#### Dataset entries ####
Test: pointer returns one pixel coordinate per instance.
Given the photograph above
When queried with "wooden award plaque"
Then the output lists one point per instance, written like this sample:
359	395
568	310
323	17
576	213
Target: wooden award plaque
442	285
####
**Challenge**:
Convert the lines of all the entries above into a JSON list of strings, one string per line, skipping blank lines.

**Solved problem**:
[
  "Test: pointer returns one pixel coordinate per instance.",
  "Given the photograph above",
  "When queried with \"wooden award plaque\"",
  "Then the output lists one point per instance, written like this sample:",
  "359\t395",
  "568\t310",
  "323\t17",
  "576\t213",
  "Target: wooden award plaque",
  "442\t285"
]